━━━ Input ━━━

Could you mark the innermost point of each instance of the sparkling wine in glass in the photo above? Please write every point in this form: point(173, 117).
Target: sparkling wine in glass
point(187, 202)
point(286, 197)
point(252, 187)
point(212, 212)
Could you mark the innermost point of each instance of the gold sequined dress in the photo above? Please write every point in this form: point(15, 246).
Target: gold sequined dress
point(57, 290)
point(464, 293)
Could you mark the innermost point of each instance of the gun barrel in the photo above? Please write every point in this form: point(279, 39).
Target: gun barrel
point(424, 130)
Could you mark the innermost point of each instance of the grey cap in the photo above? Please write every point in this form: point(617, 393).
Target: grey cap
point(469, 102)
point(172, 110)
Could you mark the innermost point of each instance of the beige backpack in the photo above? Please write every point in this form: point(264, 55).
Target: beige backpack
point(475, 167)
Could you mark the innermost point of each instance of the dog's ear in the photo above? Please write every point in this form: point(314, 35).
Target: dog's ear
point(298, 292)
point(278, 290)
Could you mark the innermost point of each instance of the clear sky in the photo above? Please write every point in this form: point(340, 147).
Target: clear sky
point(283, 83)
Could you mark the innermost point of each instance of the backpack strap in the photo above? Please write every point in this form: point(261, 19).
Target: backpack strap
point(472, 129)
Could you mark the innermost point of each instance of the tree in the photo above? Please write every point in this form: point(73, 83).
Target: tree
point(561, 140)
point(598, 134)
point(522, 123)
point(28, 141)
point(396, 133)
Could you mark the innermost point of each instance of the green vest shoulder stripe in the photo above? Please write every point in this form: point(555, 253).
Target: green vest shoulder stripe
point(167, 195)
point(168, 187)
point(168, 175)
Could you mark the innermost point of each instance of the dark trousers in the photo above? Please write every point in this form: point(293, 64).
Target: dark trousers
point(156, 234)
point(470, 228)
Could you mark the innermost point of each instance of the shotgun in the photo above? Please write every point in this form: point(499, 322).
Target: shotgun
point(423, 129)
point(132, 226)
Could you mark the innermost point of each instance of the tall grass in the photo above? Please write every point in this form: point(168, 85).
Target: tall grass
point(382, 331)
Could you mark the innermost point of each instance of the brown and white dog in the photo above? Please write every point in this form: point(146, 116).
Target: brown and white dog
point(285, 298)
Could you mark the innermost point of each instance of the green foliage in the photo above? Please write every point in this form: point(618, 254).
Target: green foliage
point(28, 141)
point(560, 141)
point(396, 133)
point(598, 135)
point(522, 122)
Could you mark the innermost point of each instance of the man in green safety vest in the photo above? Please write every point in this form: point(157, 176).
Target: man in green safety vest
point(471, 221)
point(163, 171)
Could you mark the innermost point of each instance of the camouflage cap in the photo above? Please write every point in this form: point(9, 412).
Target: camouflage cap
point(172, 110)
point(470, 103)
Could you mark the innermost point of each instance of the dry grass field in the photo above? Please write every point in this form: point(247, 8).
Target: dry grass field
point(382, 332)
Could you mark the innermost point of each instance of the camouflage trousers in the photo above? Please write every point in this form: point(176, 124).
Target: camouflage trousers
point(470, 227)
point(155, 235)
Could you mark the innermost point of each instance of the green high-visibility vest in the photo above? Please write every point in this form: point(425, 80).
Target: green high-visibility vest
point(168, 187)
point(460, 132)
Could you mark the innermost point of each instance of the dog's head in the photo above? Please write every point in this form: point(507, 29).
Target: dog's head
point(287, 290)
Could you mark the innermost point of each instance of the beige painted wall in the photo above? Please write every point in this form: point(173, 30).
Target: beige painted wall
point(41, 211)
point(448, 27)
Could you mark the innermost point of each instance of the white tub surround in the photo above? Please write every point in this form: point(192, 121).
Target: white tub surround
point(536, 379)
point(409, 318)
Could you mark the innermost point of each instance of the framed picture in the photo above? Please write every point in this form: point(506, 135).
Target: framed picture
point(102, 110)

━━━

◆ **Task item**: In full and word for word, output the entries.

◆ **Problem solution**:
Could you mark the innermost point of each instance of the sparkling wine in glass in the photo above? Please write every point in this form: point(173, 117).
Target: sparkling wine in glass
point(187, 202)
point(286, 197)
point(252, 187)
point(212, 212)
Could you mark the innermost point of each instance of the gold sequined dress in the photo above? Please write every point in this form: point(15, 246).
Target: gold sequined dress
point(57, 290)
point(464, 293)
Could you mark the innermost point of each instance of the gun barrel in the photo above? Please write every point in this form: point(279, 39).
Target: gun barrel
point(424, 130)
Could you mark the innermost point of each instance of the grey cap in the photo above? Please write every point in this form: point(617, 393).
Target: grey cap
point(469, 102)
point(172, 110)
Could you mark the innermost point of each instance of the beige backpack in the photo above? Please write every point in this form: point(264, 55).
Target: beige backpack
point(475, 167)
Could you mark the innermost point of each instance of the dog's ear in the photo above? Please write every point in this form: point(314, 35).
Target: dog's ear
point(298, 292)
point(278, 290)
Could you mark the innermost point of each instance of the clear sky in the photo above? Please write every point in this form: point(340, 147).
Target: clear sky
point(283, 83)
Could you mark the innermost point of each instance of the backpack strap in the photo above? Please write every point in this form: point(261, 19).
Target: backpack strap
point(472, 129)
Could you mark the innermost point of each instance of the tree in the photo above? Please write every point in this form: point(73, 83).
Target: tree
point(561, 140)
point(598, 134)
point(522, 123)
point(28, 141)
point(396, 133)
Could you mark the innermost point of each instance of the green vest shoulder stripe in the photo above? Please write every point in this form: point(555, 253).
Target: green vest shoulder stripe
point(167, 195)
point(168, 187)
point(168, 175)
Could you mark the innermost point of each instance of the dark trousers in the photo above? Please write every point in this form: point(293, 64).
Target: dark trousers
point(156, 234)
point(470, 228)
Could you mark the innermost point of each instance of the shotgun in the photo above? Please write every point in this form: point(499, 322).
Target: shotgun
point(423, 129)
point(132, 226)
Could you mark the innermost point of each instance of the tall grass in the photo above? Please write every point in this form: point(168, 85).
Target: tall grass
point(382, 331)
Could you mark the innermost point of each instance of the brown and white dog in the photo above? Please write every point in this form: point(146, 116).
Target: brown and white dog
point(285, 298)
Could you mark the innermost point of each instance of the green foliage in the photo above? Please write every point in this form: point(618, 254).
Target: green foliage
point(28, 141)
point(560, 141)
point(396, 133)
point(598, 135)
point(522, 122)
Could you mark the innermost point of each instance of the man in green safety vest in the photo above? Please write every point in this form: point(157, 176).
Target: man in green safety vest
point(471, 221)
point(163, 171)
Could you mark the innermost point of each instance of the camouflage cap in the photo above? Please write every point in this form: point(9, 412).
Target: camouflage cap
point(172, 110)
point(470, 103)
Could you mark the innermost point of each instance of the dry grass field in the photo above? Please write every point in this form: point(247, 8).
Target: dry grass field
point(382, 332)
Could you mark the innermost point of each instance of the camouflage trousers in the photo above? Please write every point in this form: point(176, 124).
Target: camouflage trousers
point(470, 227)
point(155, 235)
Could you mark the innermost point of each instance of the green high-visibility vest in the photo above? Please write every point in this form: point(425, 80).
Target: green high-visibility vest
point(168, 187)
point(460, 132)
Could you mark the innermost point of each instance of the dog's head in the photo above? Please write every point in this form: point(507, 29).
Target: dog's head
point(287, 290)
Could you mark the innermost point of each instance of the beige painted wall in the photo above? Please write every point in this form: point(173, 30).
Target: beige painted wall
point(41, 211)
point(448, 27)
Could you mark the innermost point of each instance of the white tub surround in the photo above? Please write every point in this form: point(192, 121).
Target: white tub surround
point(536, 379)
point(409, 318)
Could you mark the innermost point of each instance of the framed picture in the photo above? Please write every point in this form: point(506, 135).
Target: framed picture
point(102, 110)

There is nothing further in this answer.